Instruction:
Identify every line in the material below that contains the string "glass", matching case exactly, and copy each such line in full.
════════════════════
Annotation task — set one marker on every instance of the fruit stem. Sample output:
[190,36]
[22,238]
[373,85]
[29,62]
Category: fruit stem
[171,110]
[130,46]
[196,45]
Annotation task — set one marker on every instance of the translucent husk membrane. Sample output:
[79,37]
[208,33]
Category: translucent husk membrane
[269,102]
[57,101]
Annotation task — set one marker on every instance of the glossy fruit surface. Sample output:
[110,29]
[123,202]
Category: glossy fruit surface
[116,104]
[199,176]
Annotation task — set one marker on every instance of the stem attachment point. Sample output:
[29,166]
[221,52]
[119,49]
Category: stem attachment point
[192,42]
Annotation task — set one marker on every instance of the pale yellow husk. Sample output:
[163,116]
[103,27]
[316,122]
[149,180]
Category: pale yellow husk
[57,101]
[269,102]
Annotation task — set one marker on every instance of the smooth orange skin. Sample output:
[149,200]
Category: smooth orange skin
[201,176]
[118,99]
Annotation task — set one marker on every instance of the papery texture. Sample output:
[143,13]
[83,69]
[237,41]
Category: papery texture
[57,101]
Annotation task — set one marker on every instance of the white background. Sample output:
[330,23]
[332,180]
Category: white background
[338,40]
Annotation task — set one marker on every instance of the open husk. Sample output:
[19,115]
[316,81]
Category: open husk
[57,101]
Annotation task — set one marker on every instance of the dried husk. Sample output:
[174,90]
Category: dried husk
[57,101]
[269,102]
════════════════════
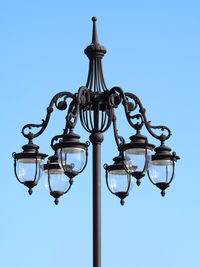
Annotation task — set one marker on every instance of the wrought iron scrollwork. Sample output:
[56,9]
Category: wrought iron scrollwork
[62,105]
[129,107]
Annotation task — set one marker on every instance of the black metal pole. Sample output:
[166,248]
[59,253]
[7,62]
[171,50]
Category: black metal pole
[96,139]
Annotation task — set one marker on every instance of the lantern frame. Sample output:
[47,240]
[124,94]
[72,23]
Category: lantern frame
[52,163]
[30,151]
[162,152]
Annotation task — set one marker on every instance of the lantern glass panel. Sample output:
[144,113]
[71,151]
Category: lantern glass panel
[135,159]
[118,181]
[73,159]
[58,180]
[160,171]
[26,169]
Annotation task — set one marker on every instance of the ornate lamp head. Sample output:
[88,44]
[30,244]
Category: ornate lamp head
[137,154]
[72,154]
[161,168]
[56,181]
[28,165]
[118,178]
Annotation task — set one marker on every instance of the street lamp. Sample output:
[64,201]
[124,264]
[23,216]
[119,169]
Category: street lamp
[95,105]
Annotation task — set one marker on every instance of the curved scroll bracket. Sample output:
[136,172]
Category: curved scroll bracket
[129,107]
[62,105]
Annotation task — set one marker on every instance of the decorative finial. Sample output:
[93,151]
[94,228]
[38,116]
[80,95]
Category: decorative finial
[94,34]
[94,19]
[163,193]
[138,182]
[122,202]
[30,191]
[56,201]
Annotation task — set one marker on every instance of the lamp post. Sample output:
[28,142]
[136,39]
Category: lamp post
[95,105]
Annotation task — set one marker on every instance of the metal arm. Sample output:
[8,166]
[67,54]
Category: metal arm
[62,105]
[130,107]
════════════════════
Reply:
Annotation task — set one marker on every instance of the lantern glass panel. Sample output:
Category: lantern glass panel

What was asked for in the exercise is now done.